[Records excerpted from a collection]

* * * *

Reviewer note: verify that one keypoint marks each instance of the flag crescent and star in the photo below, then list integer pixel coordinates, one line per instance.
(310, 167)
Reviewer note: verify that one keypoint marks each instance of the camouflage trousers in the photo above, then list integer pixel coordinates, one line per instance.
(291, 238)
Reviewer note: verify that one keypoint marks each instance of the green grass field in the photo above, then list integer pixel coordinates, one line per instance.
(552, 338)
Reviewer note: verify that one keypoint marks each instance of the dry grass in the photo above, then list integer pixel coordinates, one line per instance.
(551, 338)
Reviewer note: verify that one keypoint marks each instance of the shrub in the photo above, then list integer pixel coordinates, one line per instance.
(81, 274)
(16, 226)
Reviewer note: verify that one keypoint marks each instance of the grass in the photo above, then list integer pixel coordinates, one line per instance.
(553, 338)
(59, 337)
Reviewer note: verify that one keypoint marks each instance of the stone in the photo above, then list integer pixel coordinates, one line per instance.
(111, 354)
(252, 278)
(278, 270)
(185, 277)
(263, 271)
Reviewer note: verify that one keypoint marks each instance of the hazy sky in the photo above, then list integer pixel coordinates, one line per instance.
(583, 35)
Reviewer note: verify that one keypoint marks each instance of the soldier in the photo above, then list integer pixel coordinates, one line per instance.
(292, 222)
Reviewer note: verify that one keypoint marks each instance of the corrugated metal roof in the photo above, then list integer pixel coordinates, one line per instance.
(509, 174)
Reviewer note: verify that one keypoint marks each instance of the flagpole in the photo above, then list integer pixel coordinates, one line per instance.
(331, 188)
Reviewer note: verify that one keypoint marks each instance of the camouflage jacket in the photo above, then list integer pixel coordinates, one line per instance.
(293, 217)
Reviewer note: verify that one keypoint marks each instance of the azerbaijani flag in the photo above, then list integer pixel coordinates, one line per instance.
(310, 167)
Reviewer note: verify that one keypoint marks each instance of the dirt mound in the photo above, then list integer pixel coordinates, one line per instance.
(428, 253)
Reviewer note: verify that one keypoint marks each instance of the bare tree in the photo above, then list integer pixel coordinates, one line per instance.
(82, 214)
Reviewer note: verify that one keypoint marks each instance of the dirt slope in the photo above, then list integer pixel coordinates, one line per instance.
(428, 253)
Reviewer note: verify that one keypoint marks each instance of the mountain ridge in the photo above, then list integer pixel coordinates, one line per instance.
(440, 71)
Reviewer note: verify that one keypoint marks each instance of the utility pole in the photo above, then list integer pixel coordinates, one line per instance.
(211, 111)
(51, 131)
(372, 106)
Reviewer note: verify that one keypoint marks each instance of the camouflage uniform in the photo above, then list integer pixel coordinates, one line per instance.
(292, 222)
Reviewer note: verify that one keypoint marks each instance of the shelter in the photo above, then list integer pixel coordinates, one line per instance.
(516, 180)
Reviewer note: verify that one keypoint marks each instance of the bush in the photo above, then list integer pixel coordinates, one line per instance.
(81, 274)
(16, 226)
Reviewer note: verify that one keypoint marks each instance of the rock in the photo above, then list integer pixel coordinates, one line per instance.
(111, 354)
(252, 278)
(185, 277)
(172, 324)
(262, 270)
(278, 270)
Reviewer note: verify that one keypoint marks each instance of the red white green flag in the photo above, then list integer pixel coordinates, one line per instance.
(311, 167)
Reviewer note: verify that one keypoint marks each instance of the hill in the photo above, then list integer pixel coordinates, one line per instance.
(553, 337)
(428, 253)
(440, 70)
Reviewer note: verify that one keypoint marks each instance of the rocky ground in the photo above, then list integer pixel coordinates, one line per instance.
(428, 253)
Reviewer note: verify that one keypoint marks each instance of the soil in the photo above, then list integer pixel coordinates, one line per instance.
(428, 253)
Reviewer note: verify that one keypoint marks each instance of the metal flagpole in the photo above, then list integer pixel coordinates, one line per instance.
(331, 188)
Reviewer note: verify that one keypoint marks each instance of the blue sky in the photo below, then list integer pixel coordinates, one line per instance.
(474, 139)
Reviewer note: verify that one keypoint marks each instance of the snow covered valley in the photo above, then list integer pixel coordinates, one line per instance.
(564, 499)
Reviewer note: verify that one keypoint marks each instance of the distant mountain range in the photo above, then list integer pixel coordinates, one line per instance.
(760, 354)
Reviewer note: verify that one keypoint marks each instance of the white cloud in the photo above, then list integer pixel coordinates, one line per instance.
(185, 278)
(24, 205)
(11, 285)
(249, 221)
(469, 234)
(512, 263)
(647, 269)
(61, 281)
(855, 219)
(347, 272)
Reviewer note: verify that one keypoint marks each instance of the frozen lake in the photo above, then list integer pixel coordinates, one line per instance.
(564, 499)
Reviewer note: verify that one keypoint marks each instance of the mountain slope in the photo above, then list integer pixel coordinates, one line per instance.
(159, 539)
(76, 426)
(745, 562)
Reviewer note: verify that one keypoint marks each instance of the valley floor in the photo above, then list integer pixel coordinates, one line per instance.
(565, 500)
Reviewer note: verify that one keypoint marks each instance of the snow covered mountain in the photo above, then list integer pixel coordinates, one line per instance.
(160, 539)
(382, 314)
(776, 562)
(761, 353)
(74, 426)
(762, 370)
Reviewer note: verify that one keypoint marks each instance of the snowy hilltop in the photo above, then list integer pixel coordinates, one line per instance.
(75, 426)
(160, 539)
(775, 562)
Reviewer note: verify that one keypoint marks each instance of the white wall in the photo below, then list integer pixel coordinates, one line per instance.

* * * *

=== ABOUT THIS TASK ===
All entries should be restated word for word.

=== WRITTEN ANSWER ===
Reviewer note: verify that one keypoint marks each instance of the flag crescent and star in the photo below, then list integer pixel coordinates, one line per instance.
(310, 167)
Reviewer note: verify that one keypoint marks each instance of the camouflage trousers in the photo above, then list integer pixel coordinates, one line per instance.
(291, 238)
Reviewer note: verify that one keypoint marks each instance of the green grass field in the photo above, then list integer pixel coordinates, one line per instance.
(552, 338)
Reviewer note: verify that one keypoint marks each instance of the dry grass in the photo above, then list integer pixel coordinates, one line per instance.
(551, 338)
Reviewer note: verify that one keypoint marks each instance of the shrub in the photo above, then list integer pixel coordinates, one line per instance.
(81, 274)
(16, 226)
Reviewer note: verify that one keypoint marks each instance of the grass in the photo above, then list integer pixel coordinates, one line per instance.
(553, 338)
(59, 337)
Reviewer note: verify that one keypoint marks each instance of the stone in the photo above, then list integer pixel coordinates, one line per instance.
(111, 354)
(252, 278)
(278, 270)
(185, 277)
(263, 271)
Reviewer note: verify that one keypoint marks each instance of the hazy sky in the photo above, then list integer pixel coordinates, one line per instance.
(583, 35)
Reviewer note: verify that one keypoint marks each instance of the soldier in the photo above, then list integer pixel coordinates, one line per instance.
(292, 222)
Reviewer note: verify that one keypoint marks each instance of the corrugated metal roof in the photo above, then list integer pixel coordinates, one line per instance.
(509, 174)
Reviewer note: verify that one keypoint marks each instance of the flagpole in the photo above, then list integer pixel coordinates, one line per instance.
(331, 188)
Reviewer note: verify that one keypoint marks each instance of the camouflage jacket in the photo above, then list integer pixel coordinates, one line per instance.
(293, 217)
Reviewer note: verify that one keypoint marks each instance of the azerbaijani flag in the photo above, then list integer pixel coordinates, one line per instance.
(310, 167)
Reviewer note: verify that one keypoint marks each instance of the dirt mound in the photo above, then list integer pixel coordinates, one line per instance.
(428, 253)
Reviewer note: verify that one keypoint marks each instance of the bare tree in the photo above, then list integer pixel coordinates, one line per instance.
(82, 214)
Reviewer note: verify that one keypoint marks each instance of the dirt slope in the photo above, then list integer pixel coordinates, one line per instance.
(428, 253)
Reviewer note: verify that one keypoint marks each instance of the mountain ridge in the photo above, then list integer pixel coordinates, one line per instance.
(440, 71)
Reviewer note: verify that one keypoint marks each instance of the utility pole in the photo above, then list integer pixel coordinates, one line per instance.
(211, 111)
(51, 131)
(372, 106)
Reviewer note: verify that one keypoint marks each instance of the camouflage uniform in the photo above, then list integer pixel coordinates, one line per instance.
(292, 222)
Reviewer note: verify that one keypoint marks each instance of the shelter in the photo above, then list integer pixel coordinates, one line per instance.
(516, 180)
Reviewer note: verify that one keypoint marks each instance of the bush in the photo above, then list integer pixel coordinates, one line per instance.
(81, 274)
(16, 226)
Reviewer note: verify that one keypoint marks each instance of the rock in the photo above, then list integer pixel coordinates, one line per instance.
(111, 354)
(252, 278)
(185, 277)
(172, 324)
(262, 270)
(278, 270)
Reviewer note: verify that one keypoint marks each instance of the red white green flag in the photo above, then list integer pixel coordinates, one line per instance.
(311, 167)
Reviewer note: verify that one keypoint marks each instance of the hill in the photo above, then list integer pixel coordinates, one line per instance.
(553, 337)
(428, 253)
(440, 70)
Reviewer note: verify that one keypoint marks each instance of the rocky ground in the photo above, then list integer pixel coordinates, one line per instance.
(428, 253)
Reviewer note: verify that one keypoint marks each instance of the soil in the photo above, then list integer pixel coordinates, one line per instance.
(428, 253)
Reviewer note: verify that one keypoint marks each instance of the metal flagpole in the photo above, then list integer pixel coordinates, one line per instance.
(331, 188)
Reviewer note: verify that one keypoint marks each instance of the blue sky in the photo below, then list integer pixel coordinates, one line per instance.
(474, 139)
Reviewer note: verify that one keypoint marks each instance of the snow covered valley in the photo above, then list integer pixel coordinates, one line per instance.
(564, 499)
Reviewer note: verify that one keypoint marks each instance of the distant mountain range in the photo above, then list integer pixel coordinates, one line per instance.
(760, 354)
Reviewer note: verify that one keypoint marks each instance of the white cloud in the photo above, then list integer pixel coordinates, one line per instance.
(185, 278)
(24, 205)
(11, 285)
(249, 221)
(469, 234)
(512, 263)
(647, 269)
(61, 281)
(855, 219)
(347, 272)
Reviewer note: verify that one keypoint marks each instance of the frozen lake in the photo above, then list integer pixel coordinates, one line per instance.
(564, 499)
Reviewer note: verify that one keypoint marks each instance of the mountain slope in the photo above, then list integer pixel coordinates, one line per instance.
(159, 539)
(76, 426)
(745, 562)
Reviewer note: verify that one keypoint marks each instance of the valley floor in the photo above, then list integer pixel coordinates, one line per instance.
(565, 500)
Reviewer note: verify that one keypoint marks each instance of the snow covered mountain in the photo above, then list integer pixel coordinates, one line per instance.
(160, 539)
(382, 314)
(776, 562)
(761, 353)
(74, 426)
(762, 370)
Reviewer note: verify that one keypoint marks each instance of the snowy hilltop in the photo above, then list integer pixel coordinates, one line per instance.
(75, 426)
(160, 539)
(775, 562)
Reviewer note: verify that one keypoint marks each instance of the white wall in the photo below, then list integer pixel coordinates, one line per instance.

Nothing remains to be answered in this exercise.